— Goal of the exercise —
Render every line of the rows below as a Markdown table with the columns Index and Entry, numbering each line and skipping blank lines. Omit the pictures from the table.

>> begin Supplied material

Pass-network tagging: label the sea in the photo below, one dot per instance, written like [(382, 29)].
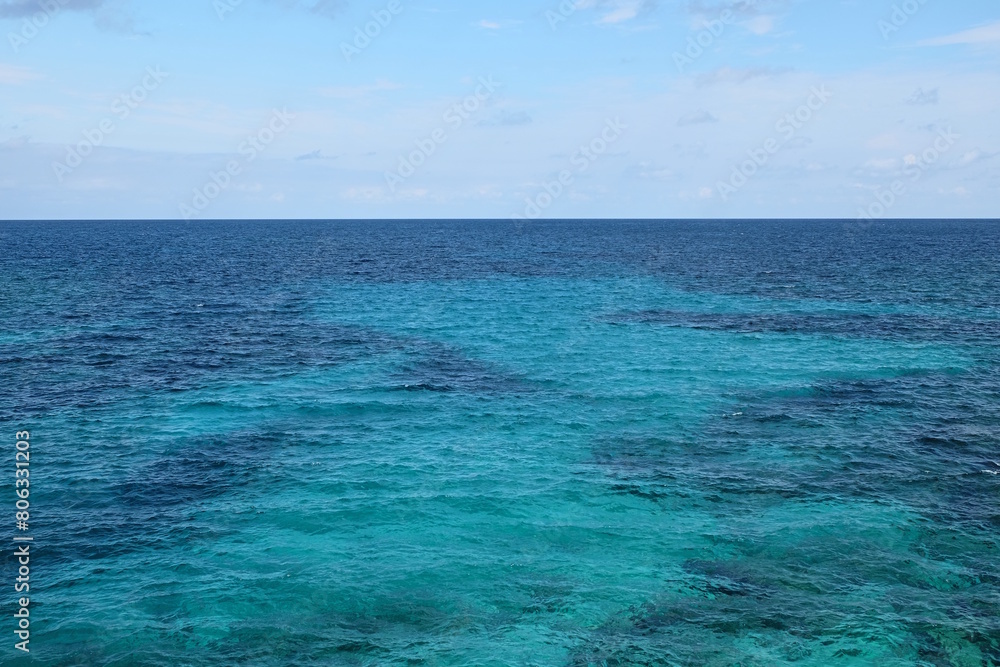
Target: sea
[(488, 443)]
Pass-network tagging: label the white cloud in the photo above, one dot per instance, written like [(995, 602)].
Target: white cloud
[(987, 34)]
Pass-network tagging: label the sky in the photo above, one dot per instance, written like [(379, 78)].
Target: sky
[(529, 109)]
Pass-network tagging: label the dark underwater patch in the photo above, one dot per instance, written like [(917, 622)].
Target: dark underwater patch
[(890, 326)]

>> end Supplied material

— Exercise solution —
| Index | Entry |
|---|---|
| 1 | Pass-network tagging: label the sea in the photo below, one dot per instance, written like [(382, 29)]. |
| 2 | Target: sea |
| 3 | [(488, 443)] |
| 4 | Pass-network tagging: label the white cloud in the photo above, one dot per instance, written like [(995, 602)]. |
| 5 | Target: white cloud |
| 6 | [(987, 34)] |
| 7 | Pass-network tagging: label the sky in the photo above, one dot per instance, written like [(379, 78)]. |
| 8 | Target: sky |
| 9 | [(529, 109)] |
| 10 | Pass-network tagging: label the dark underwater patch in the photo above, one dot per instance, written like [(917, 622)]. |
| 11 | Target: dark underwater patch |
| 12 | [(890, 326)] |